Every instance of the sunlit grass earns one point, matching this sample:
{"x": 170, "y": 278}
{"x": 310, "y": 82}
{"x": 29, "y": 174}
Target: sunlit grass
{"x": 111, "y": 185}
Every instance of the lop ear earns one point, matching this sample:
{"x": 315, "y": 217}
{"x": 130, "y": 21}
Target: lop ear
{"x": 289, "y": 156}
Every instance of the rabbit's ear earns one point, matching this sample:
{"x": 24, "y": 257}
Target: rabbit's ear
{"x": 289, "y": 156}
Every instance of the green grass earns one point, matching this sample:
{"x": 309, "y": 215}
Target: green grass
========================================================================
Render the stretch of the listing from the line containing "Every instance of the lop" through the end of the listing as a numbered list, including both ends and omitting any blank lines.

■ Answer to the task:
1. Every instance of the lop ear earns one point, matching this sample:
2. {"x": 315, "y": 217}
3. {"x": 130, "y": 21}
4. Target: lop ear
5. {"x": 289, "y": 156}
6. Every instance of the rabbit's ear earns one point, matching this sample:
7. {"x": 24, "y": 257}
8. Target: rabbit's ear
9. {"x": 289, "y": 156}
10. Every instance of the green grass earns one point, matching this sample:
11. {"x": 309, "y": 215}
12. Target: green grass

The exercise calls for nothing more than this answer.